**What is being asked**
Could you repeat the records below with "large green leaf" swapped for "broad green leaf" wherever it occurs, changing nothing else?

**Excerpted data**
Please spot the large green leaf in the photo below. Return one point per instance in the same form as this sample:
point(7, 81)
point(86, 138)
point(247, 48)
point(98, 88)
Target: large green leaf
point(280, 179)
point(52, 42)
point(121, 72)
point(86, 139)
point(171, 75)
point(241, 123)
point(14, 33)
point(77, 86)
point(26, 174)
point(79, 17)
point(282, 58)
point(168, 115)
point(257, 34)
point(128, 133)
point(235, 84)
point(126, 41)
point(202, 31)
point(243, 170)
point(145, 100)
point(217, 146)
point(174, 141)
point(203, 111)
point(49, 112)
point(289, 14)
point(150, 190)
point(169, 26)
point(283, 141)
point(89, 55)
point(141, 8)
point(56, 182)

**Written answer**
Please spot the broad green leaf in the photo below. Return one point per instance in the same form as this sample:
point(7, 81)
point(86, 138)
point(247, 48)
point(98, 88)
Target: broad green leaf
point(280, 179)
point(52, 42)
point(121, 72)
point(86, 139)
point(171, 75)
point(241, 123)
point(14, 33)
point(77, 86)
point(26, 174)
point(79, 17)
point(282, 58)
point(168, 115)
point(257, 34)
point(128, 133)
point(235, 84)
point(126, 41)
point(202, 31)
point(243, 170)
point(145, 100)
point(217, 146)
point(174, 141)
point(203, 111)
point(49, 112)
point(289, 14)
point(150, 190)
point(169, 26)
point(283, 141)
point(89, 55)
point(141, 8)
point(56, 182)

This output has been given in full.